Objective: List every line in the entries below that contains the word "stacked". Copy each such line in full.

══ Data entries ══

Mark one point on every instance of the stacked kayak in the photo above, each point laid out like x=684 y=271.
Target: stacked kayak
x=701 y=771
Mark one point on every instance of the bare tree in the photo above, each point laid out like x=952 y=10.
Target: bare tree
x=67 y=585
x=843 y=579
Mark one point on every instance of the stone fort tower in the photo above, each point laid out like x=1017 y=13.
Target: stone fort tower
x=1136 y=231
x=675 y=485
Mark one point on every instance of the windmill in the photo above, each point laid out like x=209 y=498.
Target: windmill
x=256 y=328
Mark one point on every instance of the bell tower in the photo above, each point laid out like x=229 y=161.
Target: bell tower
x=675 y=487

═══
══ Data entries ══

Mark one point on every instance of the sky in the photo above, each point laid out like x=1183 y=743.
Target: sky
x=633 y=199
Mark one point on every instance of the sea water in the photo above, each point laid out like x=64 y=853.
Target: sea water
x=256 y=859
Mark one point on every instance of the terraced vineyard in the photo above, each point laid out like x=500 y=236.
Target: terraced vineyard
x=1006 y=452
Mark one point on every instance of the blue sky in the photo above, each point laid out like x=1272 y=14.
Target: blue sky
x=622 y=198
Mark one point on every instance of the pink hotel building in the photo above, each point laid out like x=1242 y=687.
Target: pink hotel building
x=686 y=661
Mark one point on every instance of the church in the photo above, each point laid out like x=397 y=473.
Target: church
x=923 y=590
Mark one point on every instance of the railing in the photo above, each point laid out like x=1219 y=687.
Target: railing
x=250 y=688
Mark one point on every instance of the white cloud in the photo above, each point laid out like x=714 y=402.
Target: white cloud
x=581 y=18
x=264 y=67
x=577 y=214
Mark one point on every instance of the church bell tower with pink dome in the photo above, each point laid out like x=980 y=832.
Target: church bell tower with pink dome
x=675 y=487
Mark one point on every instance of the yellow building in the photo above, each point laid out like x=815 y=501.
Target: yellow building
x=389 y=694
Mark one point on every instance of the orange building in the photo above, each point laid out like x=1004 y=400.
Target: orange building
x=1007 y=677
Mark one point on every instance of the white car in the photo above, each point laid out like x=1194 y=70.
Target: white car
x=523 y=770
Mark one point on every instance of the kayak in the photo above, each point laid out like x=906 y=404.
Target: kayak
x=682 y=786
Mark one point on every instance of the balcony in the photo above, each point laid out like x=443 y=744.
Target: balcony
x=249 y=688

═══
══ Data entries ══

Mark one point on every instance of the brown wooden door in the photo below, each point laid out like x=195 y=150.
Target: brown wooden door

═══

Exercise solution:
Mark one point on every instance of the stacked kayak in the photo above, each point laid out like x=684 y=271.
Target: stacked kayak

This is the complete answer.